Exercise goal
Starting at the line that holds "Please locate the cloud", copy every line exactly through the end of the data, and no others.

+++

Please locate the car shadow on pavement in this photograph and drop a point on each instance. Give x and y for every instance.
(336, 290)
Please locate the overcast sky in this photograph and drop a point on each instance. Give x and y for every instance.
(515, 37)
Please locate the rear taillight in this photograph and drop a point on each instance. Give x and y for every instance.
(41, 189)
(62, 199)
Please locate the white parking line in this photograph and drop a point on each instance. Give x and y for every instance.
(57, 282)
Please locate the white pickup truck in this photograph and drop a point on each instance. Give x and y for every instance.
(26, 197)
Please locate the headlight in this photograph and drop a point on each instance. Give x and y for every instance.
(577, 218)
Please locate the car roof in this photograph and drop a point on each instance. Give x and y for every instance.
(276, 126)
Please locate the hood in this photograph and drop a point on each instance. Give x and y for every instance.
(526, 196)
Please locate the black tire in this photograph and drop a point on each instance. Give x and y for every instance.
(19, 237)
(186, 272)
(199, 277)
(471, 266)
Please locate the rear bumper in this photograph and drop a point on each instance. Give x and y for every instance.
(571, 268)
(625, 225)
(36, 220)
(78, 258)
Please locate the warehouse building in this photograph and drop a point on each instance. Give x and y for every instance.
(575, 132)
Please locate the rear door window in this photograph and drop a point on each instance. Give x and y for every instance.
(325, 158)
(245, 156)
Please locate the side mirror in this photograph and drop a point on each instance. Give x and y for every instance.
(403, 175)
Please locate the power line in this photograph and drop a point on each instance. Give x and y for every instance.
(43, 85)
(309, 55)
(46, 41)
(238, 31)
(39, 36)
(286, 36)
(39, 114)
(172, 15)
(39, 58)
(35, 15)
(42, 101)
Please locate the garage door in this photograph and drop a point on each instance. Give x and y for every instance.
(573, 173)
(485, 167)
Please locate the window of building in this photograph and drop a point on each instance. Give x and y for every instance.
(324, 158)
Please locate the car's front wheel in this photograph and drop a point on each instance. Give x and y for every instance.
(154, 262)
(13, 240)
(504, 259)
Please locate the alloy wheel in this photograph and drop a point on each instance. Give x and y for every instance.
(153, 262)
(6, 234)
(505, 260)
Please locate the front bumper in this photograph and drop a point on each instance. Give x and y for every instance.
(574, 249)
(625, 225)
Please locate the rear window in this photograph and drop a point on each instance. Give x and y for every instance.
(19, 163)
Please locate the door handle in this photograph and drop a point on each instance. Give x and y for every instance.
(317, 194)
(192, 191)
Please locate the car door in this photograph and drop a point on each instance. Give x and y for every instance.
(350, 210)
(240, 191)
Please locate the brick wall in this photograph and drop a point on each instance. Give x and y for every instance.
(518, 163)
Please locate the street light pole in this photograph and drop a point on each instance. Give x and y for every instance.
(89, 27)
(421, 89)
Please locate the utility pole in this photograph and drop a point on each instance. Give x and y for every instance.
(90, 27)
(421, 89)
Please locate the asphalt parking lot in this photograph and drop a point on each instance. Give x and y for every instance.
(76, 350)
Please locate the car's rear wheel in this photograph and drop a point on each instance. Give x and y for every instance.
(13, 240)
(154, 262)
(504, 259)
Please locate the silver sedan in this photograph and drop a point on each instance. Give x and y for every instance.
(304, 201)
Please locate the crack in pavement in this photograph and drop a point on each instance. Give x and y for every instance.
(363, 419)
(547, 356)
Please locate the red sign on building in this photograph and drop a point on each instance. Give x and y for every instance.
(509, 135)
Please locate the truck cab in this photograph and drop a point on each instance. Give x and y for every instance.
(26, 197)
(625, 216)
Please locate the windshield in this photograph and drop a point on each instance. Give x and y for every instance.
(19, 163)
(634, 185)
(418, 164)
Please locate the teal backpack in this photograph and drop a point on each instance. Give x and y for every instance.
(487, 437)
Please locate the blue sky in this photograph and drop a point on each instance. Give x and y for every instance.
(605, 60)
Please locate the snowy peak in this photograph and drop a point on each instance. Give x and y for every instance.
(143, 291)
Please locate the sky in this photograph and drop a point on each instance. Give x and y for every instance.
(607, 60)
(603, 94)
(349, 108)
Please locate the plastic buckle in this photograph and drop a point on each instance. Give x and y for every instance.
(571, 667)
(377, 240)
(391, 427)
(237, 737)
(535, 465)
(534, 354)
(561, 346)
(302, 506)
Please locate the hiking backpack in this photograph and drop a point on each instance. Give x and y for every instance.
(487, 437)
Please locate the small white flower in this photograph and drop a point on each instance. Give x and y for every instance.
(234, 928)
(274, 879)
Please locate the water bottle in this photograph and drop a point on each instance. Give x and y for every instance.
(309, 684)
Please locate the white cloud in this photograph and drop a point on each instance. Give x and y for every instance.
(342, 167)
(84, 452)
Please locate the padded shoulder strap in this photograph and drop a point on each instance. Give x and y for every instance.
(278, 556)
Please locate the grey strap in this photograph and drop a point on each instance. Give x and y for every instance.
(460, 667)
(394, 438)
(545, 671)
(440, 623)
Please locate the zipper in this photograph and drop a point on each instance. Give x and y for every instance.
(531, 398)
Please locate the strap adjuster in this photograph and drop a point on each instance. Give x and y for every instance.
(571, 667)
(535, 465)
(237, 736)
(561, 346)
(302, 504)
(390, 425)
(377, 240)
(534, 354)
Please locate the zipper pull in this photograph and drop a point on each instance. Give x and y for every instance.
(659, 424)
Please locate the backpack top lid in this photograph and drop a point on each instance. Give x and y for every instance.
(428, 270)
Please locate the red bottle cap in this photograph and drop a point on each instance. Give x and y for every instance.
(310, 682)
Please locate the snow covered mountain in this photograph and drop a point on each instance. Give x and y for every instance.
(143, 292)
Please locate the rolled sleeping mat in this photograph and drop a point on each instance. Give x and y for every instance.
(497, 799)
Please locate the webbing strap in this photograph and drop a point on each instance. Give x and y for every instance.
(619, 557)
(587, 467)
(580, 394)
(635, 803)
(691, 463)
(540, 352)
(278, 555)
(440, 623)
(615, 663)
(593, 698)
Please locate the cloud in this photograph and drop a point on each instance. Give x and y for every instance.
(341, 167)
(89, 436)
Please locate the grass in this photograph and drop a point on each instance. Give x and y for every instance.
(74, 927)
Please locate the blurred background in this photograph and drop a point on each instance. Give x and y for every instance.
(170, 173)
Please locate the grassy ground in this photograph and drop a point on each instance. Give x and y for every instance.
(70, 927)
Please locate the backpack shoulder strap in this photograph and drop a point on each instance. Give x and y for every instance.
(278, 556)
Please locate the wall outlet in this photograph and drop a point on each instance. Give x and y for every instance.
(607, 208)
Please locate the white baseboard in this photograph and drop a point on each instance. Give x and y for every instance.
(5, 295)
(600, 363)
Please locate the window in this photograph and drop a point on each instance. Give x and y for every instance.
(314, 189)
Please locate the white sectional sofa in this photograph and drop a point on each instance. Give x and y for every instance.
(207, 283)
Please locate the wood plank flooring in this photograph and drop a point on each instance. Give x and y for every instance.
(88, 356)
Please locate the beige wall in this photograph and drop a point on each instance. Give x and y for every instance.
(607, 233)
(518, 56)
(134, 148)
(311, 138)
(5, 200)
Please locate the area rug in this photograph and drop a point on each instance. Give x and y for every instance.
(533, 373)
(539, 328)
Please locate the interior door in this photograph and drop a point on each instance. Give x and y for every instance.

+++

Solved exercise
Please locate the cloud in this photograph and drop a point on each instance. Give x and y for every instance.
(341, 167)
(89, 436)
Please locate the grass in this photograph and drop a point on each instance. Give x and y for every instance.
(74, 927)
Please locate the blurred background in this photograph and drop a point on each instance. Give x and y for every instance.
(170, 173)
Please locate the grassy ground in this photograph and drop a point on each instance. Give x and y for every instance.
(70, 927)
Please locate the backpack shoulder strap in this photograph and drop a point on each instance. Give x and y for every instance.
(278, 556)
Please locate the wall outlet in this photograph and drop a point on each instance. Give x and y for every instance.
(607, 208)
Please locate the white baseboard in this photograph and drop a point on each instance. Give x and y for every instance.
(5, 295)
(600, 363)
Please locate the window in this photograph and drop a point on each instance. Give x and y for every instance.
(314, 189)
Please locate the white sectional sofa in this photograph and drop a point on each instance. Give x and y for every instance.
(207, 283)
Please locate the wood plank flooring in this photograph and drop a point on each instance. Give x and y for every instance.
(88, 356)
Please locate the beige wall in this photograph and drop a point on each instance. Give x and y for every instance.
(607, 233)
(518, 56)
(134, 148)
(311, 138)
(5, 200)
Please locate the area rug in this photograph and drop a point on each instance. Give x and y for every instance.
(533, 373)
(539, 328)
Please locate the interior door in this photograph and drop a point on each instance. Give x and y for every instance.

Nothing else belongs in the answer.